• _Problem statement_: Reproduce every line of the listing below without any change, leaving out the pictures.
--- Exercise data ---
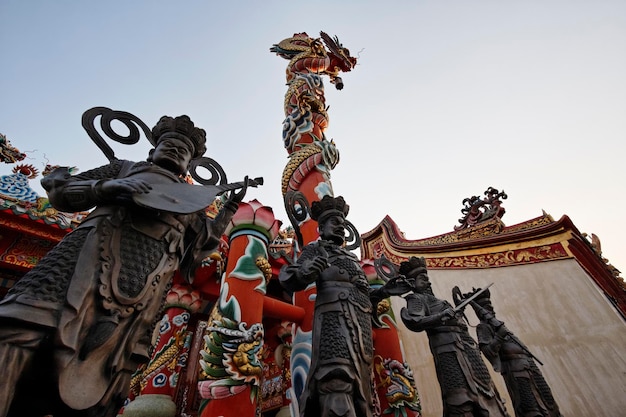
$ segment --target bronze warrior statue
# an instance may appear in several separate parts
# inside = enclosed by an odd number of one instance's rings
[[[476,328],[480,350],[504,377],[516,417],[560,417],[559,406],[535,363],[536,358],[496,318],[489,290],[470,304],[480,320]]]
[[[400,264],[399,272],[385,286],[404,286],[405,293],[411,292],[400,316],[409,330],[428,335],[444,417],[508,416],[467,325],[450,303],[433,294],[426,260],[411,257]]]
[[[300,397],[301,417],[372,417],[372,304],[359,260],[343,248],[348,205],[325,196],[311,206],[320,240],[306,245],[281,284],[290,291],[317,284],[311,368]]]
[[[189,276],[217,247],[246,184],[214,220],[151,208],[153,187],[193,187],[183,178],[206,133],[164,116],[152,138],[146,162],[42,180],[57,209],[96,209],[0,301],[0,416],[115,416],[174,273]]]

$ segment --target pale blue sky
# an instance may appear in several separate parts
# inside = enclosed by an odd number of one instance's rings
[[[566,214],[626,272],[624,1],[2,0],[0,19],[0,132],[40,169],[106,163],[88,108],[188,114],[231,181],[265,177],[249,198],[286,223],[287,61],[269,47],[323,30],[360,58],[343,91],[326,82],[326,133],[361,233],[386,214],[409,239],[446,233],[493,186],[507,225]]]

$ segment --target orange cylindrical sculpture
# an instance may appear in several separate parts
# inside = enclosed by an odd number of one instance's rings
[[[272,209],[253,200],[239,205],[226,229],[226,271],[200,353],[202,417],[256,415],[263,375],[263,300],[272,271],[267,247],[279,228]]]

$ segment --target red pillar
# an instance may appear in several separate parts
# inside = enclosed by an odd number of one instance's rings
[[[188,284],[175,284],[169,291],[152,357],[141,374],[135,376],[140,394],[124,407],[124,417],[176,415],[172,397],[189,350],[187,324],[201,304],[200,294]]]
[[[198,383],[202,417],[257,415],[263,374],[263,300],[271,266],[267,247],[280,222],[257,200],[241,203],[226,230],[230,249],[209,319]]]

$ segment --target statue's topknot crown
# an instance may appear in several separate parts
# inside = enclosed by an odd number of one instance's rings
[[[311,218],[318,223],[322,223],[330,216],[341,216],[345,218],[348,215],[350,206],[345,202],[343,197],[332,197],[325,195],[320,201],[314,201],[311,204]]]
[[[193,158],[199,158],[206,152],[206,132],[195,127],[189,116],[161,117],[152,128],[152,138],[157,145],[166,138],[182,140],[191,147]]]
[[[411,256],[408,261],[400,263],[400,274],[408,275],[414,269],[426,270],[426,259],[422,256]]]

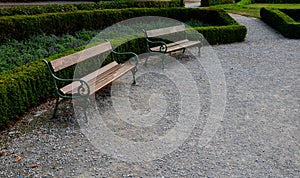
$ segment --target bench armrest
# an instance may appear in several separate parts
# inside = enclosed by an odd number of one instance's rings
[[[77,93],[75,95],[73,94],[72,98],[79,98],[79,97],[82,97],[82,96],[88,96],[88,95],[90,95],[90,86],[89,86],[89,84],[86,81],[81,80],[81,79],[76,79],[76,78],[74,78],[74,79],[64,79],[64,78],[57,77],[54,74],[54,72],[53,72],[53,70],[51,68],[51,64],[49,64],[49,62],[46,61],[45,59],[43,59],[43,62],[46,63],[46,65],[47,65],[47,67],[49,69],[50,75],[51,75],[51,77],[52,77],[52,79],[54,81],[54,84],[55,84],[55,89],[57,91],[59,91],[57,82],[70,82],[70,83],[71,82],[79,82],[80,85],[77,88]],[[60,97],[63,97],[63,98],[71,98],[71,97],[62,95],[59,92],[57,92],[57,94],[59,94]]]
[[[148,50],[150,52],[167,52],[167,49],[168,49],[167,43],[165,43],[164,41],[152,41],[152,40],[149,40],[148,38],[146,38],[146,41],[147,41]],[[149,46],[149,43],[159,45],[160,46],[159,51],[152,51]]]
[[[193,30],[186,30],[186,38],[193,41],[200,41],[203,44],[203,40],[205,39],[201,33],[195,33]]]
[[[130,55],[133,57],[134,60],[134,65],[137,66],[139,63],[139,57],[137,54],[135,54],[134,52],[116,52],[114,50],[112,50],[113,54],[117,54],[117,55]],[[130,62],[130,61],[129,61]]]

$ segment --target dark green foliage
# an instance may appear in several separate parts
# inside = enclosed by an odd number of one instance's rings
---
• _Reply to the task_:
$ segment --target bronze warrior statue
# an instance may appear in several separate parts
# inside = enclosed by an odd number of one instance's rings
[[[476,328],[480,350],[504,377],[516,417],[560,417],[559,406],[535,363],[536,358],[496,318],[489,290],[470,304],[480,320]]]
[[[400,264],[399,272],[385,286],[404,286],[405,293],[411,292],[400,316],[409,330],[428,335],[444,417],[508,416],[467,325],[450,303],[433,294],[426,260],[411,257]]]
[[[300,397],[301,417],[372,417],[372,304],[359,260],[343,248],[348,205],[325,196],[311,206],[320,240],[306,245],[281,284],[290,291],[317,284],[311,368]]]
[[[189,276],[217,247],[246,184],[214,220],[151,208],[153,187],[193,187],[183,178],[206,133],[164,116],[152,138],[146,162],[42,180],[57,209],[96,209],[0,301],[0,416],[115,416],[174,273]]]

$ segment --target pale blue sky
# an instance may appear in several separate parts
# inside = enclosed by an odd number of one instance's rings
[[[566,214],[626,272],[624,1],[2,0],[0,19],[0,132],[40,169],[106,163],[88,108],[188,114],[231,181],[265,177],[249,198],[286,223],[287,61],[269,47],[323,30],[360,58],[343,91],[326,82],[326,133],[361,233],[386,214],[409,239],[446,233],[493,186],[507,225]]]

$ segment --target orange cylindrical sculpture
# an instance may appear in several separate parts
# inside = enclosed by an odd number of one instance's rings
[[[272,209],[253,200],[239,205],[226,229],[226,271],[200,353],[202,417],[256,415],[263,375],[263,300],[272,271],[267,247],[279,228]]]

$ segment --target red pillar
# an instance may appear in several separate parts
# inside = enclosed by an odd number of one instance's rings
[[[188,284],[175,284],[169,291],[152,357],[141,374],[135,376],[140,394],[124,407],[124,417],[176,415],[172,397],[189,350],[187,324],[201,304],[200,294]]]
[[[198,383],[202,417],[257,415],[263,374],[263,300],[271,266],[267,247],[280,222],[257,200],[241,203],[226,230],[230,249],[209,319]]]

$ segment --target statue's topknot crown
# an instance may appear in several separate parts
# inside = enclosed by an odd number of one instance's rings
[[[311,218],[318,223],[322,223],[330,216],[341,216],[345,218],[348,215],[350,206],[345,202],[343,197],[332,197],[325,195],[320,201],[314,201],[311,204]]]
[[[193,158],[199,158],[206,152],[206,132],[195,127],[189,116],[161,117],[152,128],[152,138],[157,145],[166,138],[182,140],[191,147]]]
[[[411,256],[408,261],[400,263],[400,274],[408,275],[414,269],[426,270],[426,259],[422,256]]]

$ segment --target bench armrest
# an instance may appear in several separate parts
# inside = enclosed by an odd number of one instance's rings
[[[77,93],[75,95],[73,94],[72,98],[79,98],[79,97],[82,97],[82,96],[88,96],[88,95],[90,95],[90,86],[89,86],[89,84],[86,81],[81,80],[81,79],[76,79],[76,78],[74,78],[74,79],[64,79],[64,78],[57,77],[54,74],[54,72],[53,72],[53,70],[51,68],[51,64],[49,64],[49,62],[46,61],[45,59],[43,59],[43,62],[46,63],[46,65],[47,65],[47,67],[49,69],[50,75],[51,75],[51,77],[52,77],[52,79],[54,81],[54,84],[55,84],[55,89],[57,91],[59,91],[57,82],[70,82],[70,83],[71,82],[79,82],[80,85],[77,88]],[[60,97],[63,97],[63,98],[71,98],[71,97],[62,95],[59,92],[57,92],[57,94],[59,94]]]
[[[148,50],[150,52],[167,52],[167,49],[168,49],[167,43],[165,43],[164,41],[152,41],[152,40],[149,40],[148,38],[146,38],[146,41],[147,41]],[[149,46],[149,43],[159,45],[160,46],[159,51],[152,51]]]
[[[193,30],[186,30],[186,38],[193,41],[200,41],[203,44],[203,40],[205,39],[201,33],[195,33]]]
[[[130,55],[133,57],[134,60],[134,65],[137,66],[139,63],[139,57],[137,54],[135,54],[134,52],[116,52],[114,50],[112,50],[113,54],[117,54],[117,55]],[[130,62],[130,61],[129,61]]]

$ segment --target dark green foliage
# an instance may appear in several separate parts
# inside = enclosed by an odd number of one instance's rings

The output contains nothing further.